» **Listed entries**
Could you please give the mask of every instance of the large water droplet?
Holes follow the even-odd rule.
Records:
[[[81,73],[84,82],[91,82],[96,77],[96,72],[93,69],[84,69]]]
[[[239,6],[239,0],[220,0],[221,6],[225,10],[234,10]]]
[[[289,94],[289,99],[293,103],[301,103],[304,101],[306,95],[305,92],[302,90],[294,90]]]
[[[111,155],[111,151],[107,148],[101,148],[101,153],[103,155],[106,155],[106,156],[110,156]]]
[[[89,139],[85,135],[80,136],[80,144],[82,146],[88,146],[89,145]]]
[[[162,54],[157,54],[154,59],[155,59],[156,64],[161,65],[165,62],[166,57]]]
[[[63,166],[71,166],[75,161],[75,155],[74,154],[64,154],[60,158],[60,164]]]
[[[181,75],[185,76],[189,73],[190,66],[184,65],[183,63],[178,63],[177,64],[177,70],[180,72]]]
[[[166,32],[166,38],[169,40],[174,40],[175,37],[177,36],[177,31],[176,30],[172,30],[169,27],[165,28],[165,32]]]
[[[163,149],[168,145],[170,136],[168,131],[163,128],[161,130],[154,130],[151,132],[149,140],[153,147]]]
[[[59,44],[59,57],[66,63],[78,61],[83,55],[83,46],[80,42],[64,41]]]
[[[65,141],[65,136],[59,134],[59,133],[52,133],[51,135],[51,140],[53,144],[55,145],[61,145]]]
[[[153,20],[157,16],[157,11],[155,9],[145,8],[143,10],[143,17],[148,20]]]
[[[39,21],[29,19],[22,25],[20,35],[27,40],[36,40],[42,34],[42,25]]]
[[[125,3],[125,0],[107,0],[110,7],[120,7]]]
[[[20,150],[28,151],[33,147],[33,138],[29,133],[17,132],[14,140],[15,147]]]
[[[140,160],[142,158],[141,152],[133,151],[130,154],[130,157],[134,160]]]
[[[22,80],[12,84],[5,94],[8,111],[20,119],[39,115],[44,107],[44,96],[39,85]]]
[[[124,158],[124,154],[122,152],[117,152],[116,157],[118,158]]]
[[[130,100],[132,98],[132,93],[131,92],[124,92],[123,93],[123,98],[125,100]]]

» **Activity**
Could you please copy the lines above exactly, beginning at the first and ending at the line that contains "Holes follow the even-odd rule."?

» **Task result**
Could you please give the mask of every instance of the large water droplet?
Holes follow the even-odd rule.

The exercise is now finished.